*** Opening of Dataset content ***
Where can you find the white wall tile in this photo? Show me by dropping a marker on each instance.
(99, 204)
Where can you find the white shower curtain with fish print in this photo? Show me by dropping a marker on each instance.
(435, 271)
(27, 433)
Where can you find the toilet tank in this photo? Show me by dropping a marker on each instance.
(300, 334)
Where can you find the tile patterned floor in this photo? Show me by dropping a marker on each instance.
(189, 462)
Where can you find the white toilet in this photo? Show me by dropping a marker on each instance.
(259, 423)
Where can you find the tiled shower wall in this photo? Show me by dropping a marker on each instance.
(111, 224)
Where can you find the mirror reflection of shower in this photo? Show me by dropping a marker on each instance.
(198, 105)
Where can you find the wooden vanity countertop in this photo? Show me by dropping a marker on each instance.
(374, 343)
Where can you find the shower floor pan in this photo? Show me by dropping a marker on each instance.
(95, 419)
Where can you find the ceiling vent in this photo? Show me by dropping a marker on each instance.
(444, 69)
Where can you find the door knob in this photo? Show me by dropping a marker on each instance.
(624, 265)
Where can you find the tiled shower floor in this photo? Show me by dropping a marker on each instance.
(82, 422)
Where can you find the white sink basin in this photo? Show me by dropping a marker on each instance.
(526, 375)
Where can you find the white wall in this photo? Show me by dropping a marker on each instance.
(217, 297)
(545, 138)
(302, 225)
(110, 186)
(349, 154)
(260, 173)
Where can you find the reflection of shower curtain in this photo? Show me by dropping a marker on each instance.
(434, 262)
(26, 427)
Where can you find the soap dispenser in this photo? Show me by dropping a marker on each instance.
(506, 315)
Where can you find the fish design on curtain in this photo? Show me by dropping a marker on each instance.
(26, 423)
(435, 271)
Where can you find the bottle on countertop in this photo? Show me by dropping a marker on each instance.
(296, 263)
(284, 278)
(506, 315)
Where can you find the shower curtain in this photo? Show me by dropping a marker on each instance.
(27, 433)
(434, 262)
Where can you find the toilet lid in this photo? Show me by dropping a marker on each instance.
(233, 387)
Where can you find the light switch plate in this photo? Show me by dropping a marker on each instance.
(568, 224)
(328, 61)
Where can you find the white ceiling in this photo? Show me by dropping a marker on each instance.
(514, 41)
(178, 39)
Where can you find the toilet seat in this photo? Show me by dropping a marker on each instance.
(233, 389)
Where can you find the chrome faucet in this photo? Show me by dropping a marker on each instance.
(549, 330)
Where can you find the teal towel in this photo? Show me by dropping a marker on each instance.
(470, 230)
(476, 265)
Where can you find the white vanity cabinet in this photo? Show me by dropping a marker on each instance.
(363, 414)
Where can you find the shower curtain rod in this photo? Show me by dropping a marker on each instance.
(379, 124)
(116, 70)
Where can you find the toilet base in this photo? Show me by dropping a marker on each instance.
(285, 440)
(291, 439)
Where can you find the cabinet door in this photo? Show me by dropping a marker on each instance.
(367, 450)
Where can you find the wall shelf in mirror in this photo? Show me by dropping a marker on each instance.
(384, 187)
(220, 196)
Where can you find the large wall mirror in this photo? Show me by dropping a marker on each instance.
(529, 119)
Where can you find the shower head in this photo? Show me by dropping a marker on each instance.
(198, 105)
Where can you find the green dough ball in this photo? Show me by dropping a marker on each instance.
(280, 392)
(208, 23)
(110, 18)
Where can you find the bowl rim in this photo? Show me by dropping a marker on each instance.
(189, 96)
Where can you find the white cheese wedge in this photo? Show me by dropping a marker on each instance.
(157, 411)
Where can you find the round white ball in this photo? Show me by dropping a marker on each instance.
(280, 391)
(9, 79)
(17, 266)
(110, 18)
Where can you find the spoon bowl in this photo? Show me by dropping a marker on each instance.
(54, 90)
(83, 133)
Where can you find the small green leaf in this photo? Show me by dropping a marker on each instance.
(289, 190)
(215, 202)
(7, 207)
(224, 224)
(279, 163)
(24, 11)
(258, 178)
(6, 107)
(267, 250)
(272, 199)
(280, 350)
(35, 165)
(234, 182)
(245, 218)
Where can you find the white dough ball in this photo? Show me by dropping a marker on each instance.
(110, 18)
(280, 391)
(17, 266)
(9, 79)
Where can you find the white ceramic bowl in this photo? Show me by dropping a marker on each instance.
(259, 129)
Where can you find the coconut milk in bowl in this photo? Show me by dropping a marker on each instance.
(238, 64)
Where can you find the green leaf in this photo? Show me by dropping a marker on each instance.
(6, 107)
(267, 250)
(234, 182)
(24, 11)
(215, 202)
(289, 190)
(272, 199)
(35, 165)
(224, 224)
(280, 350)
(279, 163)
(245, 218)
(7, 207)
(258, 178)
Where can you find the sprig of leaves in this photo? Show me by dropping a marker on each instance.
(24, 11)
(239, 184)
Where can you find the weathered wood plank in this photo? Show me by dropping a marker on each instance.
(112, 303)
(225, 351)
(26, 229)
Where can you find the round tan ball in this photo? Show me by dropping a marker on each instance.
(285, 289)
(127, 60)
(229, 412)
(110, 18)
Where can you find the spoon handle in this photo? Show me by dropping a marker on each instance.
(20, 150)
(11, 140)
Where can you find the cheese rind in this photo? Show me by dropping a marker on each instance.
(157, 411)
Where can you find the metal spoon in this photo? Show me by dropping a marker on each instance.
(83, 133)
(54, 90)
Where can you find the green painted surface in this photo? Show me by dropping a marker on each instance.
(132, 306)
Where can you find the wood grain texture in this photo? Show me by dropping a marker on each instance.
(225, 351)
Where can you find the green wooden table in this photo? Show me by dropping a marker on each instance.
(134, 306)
*** Close of Dataset content ***
Reproduce every single entry above exactly.

Where can you find the white wall tile in this photo? Show me by dropping a marker on each instance.
(99, 204)
Where can you find the white shower curtain with fish print in this photo? Show me by dropping a marker on each instance.
(435, 271)
(27, 433)
Where can you find the toilet tank in this photo? Show me by dropping a marker on each instance.
(300, 334)
Where can you find the tile patterned floor in this photo? Show me by dropping a marker on each instance.
(189, 462)
Where can you find the white toilet in this photo? Show me by dropping a marker on each instance.
(259, 423)
Where can you find the tiled shower wall in this photo? Show me by dropping a marker on each instance.
(111, 224)
Where can you find the mirror reflection of shower in this photo? Show me by dropping a marker on each instance.
(198, 105)
Where can you find the wooden vanity countertop in this photo? Show me by dropping a marker on each instance.
(374, 343)
Where can you find the shower floor pan in this photo? Show me by dropping a marker on each instance.
(95, 419)
Where can you find the ceiling vent in this photo? Show me by dropping a marker on each instance.
(444, 69)
Where can you find the door knob in this photo? Show me by dropping a marker on each instance.
(624, 265)
Where can you find the tiled shower floor in this photo? Show me by dropping a marker on each instance.
(82, 422)
Where can you find the white sink basin in this photo? Show me by dropping a marker on each instance.
(526, 375)
Where can you find the white wall in this photo? Show me by dropping a marker on each instance.
(217, 297)
(545, 138)
(302, 225)
(110, 186)
(349, 154)
(260, 173)
Where can you find the reflection of shower curtain in this photo? Show me by dropping a marker on each instance.
(434, 262)
(26, 427)
Where can you find the soap dispenser in this photo? Show me by dropping a marker on each instance.
(506, 315)
Where can you find the fish design on curtain in this photo? Show me by dropping a marker on each instance.
(26, 423)
(435, 271)
Where can you find the bottle on countertop in this photo? Show me by dropping a marker on each instance.
(296, 263)
(284, 278)
(506, 315)
Where can you find the shower curtain in this photo? Show me by dropping a marker on each instance.
(27, 433)
(434, 262)
Where can you find the toilet lid in this photo? Show me by dropping a marker on each instance.
(233, 387)
Where can you find the light switch plate in this photo? Show me by dropping a marker on each instance.
(568, 224)
(328, 61)
Where can you find the white ceiling in this photo? Show me by dropping a marker on each instance.
(514, 41)
(178, 39)
Where can you find the toilet seat in this photo? Show me by dropping a marker on each instance.
(233, 389)
Where can you find the chrome faucet in this photo? Show me by dropping a marker on each instance.
(549, 330)
Where can you find the teal towel in this photo? Show me by dropping a marker on each instance.
(470, 230)
(476, 265)
Where can you find the white vanity cabinet in this photo? Show me by dropping a marker on each instance.
(363, 414)
Where can you find the shower curtain rod in this photo? Show me by dropping a marker on each instance.
(379, 124)
(116, 70)
Where can you find the toilet base in this photo? Show me by dropping a marker on each instance.
(285, 440)
(291, 439)
Where can you find the cabinet door in this photo? Show me by dropping a marker on each instance.
(367, 450)
Where can you find the wall shelf in mirror in this photo? Show me by dropping a marker on each instance.
(384, 187)
(220, 196)
Where can you find the large wall mirror in this photo? Show me by dropping a marker on each instance.
(529, 119)
Where can you find the shower head in this photo? Show me by dropping a marker on each instance.
(198, 105)
Where can you find the green dough ball in this photo? Show me by dropping a marker on each instance.
(280, 392)
(208, 23)
(110, 18)
Where can you find the bowl rim in this photo? Show me by dropping a marker on each instance.
(189, 96)
Where can you find the white cheese wedge in this photo? Show me by dropping a marker on each instance.
(157, 411)
Where can you find the round white ball in this photo? Show me by dropping a marker on each instance.
(280, 391)
(9, 79)
(17, 266)
(110, 18)
Where can you find the spoon bowl in this photo? Show me by dropping a marker on each instance.
(54, 90)
(83, 133)
Where can you find the small green leaf in this photo? Show me by dropping a marker on each instance.
(289, 190)
(215, 202)
(7, 207)
(224, 224)
(279, 163)
(24, 11)
(258, 178)
(6, 107)
(267, 250)
(272, 199)
(280, 350)
(35, 165)
(234, 182)
(245, 218)
Where can you find the white dough ball in this photo? Show me by dropping a marker on each instance.
(110, 18)
(280, 391)
(17, 266)
(9, 79)
Where can you find the white ceramic bowl in this photo? Show me by dropping a marker on each instance.
(259, 129)
Where can you find the coconut milk in bowl in this photo? Show me by dropping a marker on each instance.
(238, 64)
Where can you find the green leaf in this photo? Show me by dropping a marker on each instance.
(6, 107)
(267, 250)
(234, 182)
(24, 11)
(215, 202)
(289, 190)
(272, 199)
(35, 165)
(224, 224)
(280, 350)
(279, 163)
(245, 218)
(7, 207)
(258, 178)
Where can you find the sprig of leaves in this photo? Show me by dropping a marker on each instance.
(24, 11)
(239, 184)
Where can you find the weathered wood plank in this photo? Show me by dropping a marker on each instance.
(112, 303)
(225, 351)
(26, 229)
Where can you find the round tan ball in this photo? Show me by dropping a marker on each instance.
(285, 289)
(127, 60)
(229, 412)
(110, 18)
Where can you find the spoon handle in this photo? Show me by dropping a marker on each instance.
(20, 150)
(11, 140)
Where can you find the cheese rind in this photo? Show me by dropping a marker on each instance.
(157, 411)
Where can you find the metal spoon in this photo? Show me by dropping a marker on each instance.
(83, 133)
(54, 90)
Where can you find the green painted surface in this photo? Show me by dropping a marker on each instance.
(132, 306)
Where can you find the wood grain texture in this photo? Show me by dropping a marker on each instance.
(225, 351)
Where can you find the green wooden table in this photo? Show me by dropping a marker on each instance.
(134, 306)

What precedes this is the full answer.